- WHAT IS REQUIRED -
Revise the listing starting at the line that contains "mountain, one per instance" and ending at the end of the listing, replacing "one point" with "a single point" and leaving everything else unchanged. Return only those lines.

[Start]

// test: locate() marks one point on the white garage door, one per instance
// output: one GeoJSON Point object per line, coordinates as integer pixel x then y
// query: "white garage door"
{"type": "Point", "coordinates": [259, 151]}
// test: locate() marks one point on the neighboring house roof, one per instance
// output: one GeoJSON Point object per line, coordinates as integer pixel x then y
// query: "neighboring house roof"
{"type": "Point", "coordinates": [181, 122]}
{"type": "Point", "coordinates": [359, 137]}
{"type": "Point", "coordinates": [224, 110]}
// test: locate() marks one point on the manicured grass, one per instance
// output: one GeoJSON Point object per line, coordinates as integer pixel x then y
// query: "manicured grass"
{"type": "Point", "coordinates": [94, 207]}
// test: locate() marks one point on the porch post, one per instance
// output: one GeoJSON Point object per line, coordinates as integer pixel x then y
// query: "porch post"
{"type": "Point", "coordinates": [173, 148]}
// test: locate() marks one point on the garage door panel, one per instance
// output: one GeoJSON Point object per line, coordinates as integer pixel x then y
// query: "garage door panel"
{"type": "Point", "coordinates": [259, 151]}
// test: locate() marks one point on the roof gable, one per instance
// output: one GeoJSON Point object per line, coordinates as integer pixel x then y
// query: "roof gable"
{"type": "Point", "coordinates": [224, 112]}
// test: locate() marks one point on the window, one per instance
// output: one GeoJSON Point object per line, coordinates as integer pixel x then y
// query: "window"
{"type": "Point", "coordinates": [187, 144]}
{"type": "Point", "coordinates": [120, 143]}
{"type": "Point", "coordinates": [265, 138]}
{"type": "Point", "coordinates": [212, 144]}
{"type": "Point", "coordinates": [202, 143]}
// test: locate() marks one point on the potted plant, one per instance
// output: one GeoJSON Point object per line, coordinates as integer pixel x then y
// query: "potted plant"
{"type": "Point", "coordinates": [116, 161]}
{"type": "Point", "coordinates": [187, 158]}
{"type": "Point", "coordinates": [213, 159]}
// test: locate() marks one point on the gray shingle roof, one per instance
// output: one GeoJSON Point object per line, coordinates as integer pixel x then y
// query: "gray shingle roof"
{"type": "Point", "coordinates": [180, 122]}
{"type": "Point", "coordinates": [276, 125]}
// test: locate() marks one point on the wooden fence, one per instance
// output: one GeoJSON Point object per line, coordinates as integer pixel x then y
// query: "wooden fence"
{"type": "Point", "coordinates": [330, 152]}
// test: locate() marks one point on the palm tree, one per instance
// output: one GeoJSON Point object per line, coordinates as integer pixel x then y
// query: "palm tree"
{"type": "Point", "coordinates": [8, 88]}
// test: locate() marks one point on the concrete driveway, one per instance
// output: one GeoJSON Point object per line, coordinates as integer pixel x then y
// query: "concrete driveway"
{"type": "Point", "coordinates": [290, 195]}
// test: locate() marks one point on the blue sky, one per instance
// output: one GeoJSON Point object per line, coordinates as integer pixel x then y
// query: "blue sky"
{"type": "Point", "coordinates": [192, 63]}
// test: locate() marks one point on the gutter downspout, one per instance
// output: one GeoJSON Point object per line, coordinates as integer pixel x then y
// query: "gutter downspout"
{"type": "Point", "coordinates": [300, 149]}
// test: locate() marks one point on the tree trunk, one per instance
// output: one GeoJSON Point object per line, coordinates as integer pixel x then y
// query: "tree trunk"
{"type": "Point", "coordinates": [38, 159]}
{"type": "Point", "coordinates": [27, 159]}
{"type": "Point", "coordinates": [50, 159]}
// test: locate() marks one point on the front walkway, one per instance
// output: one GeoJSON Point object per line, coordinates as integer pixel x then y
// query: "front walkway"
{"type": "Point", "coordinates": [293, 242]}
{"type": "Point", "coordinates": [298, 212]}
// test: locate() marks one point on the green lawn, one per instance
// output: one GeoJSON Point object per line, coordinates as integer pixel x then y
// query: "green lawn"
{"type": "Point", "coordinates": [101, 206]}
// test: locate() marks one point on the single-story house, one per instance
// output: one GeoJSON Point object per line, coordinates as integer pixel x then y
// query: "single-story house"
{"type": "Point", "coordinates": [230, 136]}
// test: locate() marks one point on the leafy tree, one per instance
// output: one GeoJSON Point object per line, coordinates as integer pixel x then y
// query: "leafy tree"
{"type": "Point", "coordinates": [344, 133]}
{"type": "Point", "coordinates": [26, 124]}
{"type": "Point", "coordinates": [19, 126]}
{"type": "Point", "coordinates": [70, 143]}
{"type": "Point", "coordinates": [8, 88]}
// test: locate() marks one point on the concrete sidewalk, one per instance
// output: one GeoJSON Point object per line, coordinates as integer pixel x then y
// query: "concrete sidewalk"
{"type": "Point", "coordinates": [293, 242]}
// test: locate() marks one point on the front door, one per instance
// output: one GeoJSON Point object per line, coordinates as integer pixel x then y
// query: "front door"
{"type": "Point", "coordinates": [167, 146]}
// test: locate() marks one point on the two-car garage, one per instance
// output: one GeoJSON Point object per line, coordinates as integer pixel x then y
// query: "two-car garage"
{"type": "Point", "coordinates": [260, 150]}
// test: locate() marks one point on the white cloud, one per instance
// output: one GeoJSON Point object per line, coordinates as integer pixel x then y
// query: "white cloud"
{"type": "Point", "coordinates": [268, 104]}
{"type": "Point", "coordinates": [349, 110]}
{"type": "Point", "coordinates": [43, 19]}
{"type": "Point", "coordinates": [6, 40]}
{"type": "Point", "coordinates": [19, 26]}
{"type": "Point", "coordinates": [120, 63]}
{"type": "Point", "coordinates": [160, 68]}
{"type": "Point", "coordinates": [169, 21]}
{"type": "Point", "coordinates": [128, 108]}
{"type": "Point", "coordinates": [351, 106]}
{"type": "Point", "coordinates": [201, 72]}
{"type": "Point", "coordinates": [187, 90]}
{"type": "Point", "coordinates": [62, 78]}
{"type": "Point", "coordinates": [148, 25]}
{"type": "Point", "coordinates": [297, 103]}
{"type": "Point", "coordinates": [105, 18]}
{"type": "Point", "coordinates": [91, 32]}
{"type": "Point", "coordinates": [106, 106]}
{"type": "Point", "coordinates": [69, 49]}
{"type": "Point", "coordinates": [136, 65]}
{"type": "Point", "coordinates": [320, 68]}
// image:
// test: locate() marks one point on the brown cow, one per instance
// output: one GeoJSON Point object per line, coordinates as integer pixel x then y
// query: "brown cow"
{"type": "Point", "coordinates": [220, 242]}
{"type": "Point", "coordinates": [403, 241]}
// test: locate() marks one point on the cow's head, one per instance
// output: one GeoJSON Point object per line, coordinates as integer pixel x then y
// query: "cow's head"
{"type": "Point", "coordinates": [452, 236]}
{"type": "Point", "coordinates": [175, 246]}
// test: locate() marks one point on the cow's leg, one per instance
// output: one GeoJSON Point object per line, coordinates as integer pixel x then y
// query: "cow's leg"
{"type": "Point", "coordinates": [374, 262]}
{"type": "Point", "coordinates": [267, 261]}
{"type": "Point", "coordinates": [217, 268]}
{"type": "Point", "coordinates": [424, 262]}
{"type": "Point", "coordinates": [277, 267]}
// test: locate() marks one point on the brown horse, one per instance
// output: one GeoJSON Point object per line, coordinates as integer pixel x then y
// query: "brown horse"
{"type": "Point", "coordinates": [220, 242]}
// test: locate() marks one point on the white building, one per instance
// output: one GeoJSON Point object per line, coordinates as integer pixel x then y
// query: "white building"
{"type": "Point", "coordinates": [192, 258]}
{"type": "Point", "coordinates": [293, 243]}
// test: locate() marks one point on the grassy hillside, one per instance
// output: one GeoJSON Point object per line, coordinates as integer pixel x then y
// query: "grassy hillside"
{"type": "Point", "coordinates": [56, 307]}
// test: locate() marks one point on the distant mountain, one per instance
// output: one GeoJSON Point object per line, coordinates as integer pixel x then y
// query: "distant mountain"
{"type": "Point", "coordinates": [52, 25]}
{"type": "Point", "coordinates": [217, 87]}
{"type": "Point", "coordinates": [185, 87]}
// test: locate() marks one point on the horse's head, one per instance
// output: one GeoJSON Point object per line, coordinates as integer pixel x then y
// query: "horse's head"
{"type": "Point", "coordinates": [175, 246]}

[End]

- RESPONSE -
// test: locate() marks a single point on the distant mountain, one per instance
// output: one GeoJSON Point object per line, coordinates as integer pixel x then y
// query: "distant mountain"
{"type": "Point", "coordinates": [52, 25]}
{"type": "Point", "coordinates": [217, 87]}
{"type": "Point", "coordinates": [185, 87]}
// test: locate() marks a single point on the horse's head, one per instance
// output: one GeoJSON Point object per line, coordinates as integer pixel x then y
// query: "horse's head"
{"type": "Point", "coordinates": [175, 246]}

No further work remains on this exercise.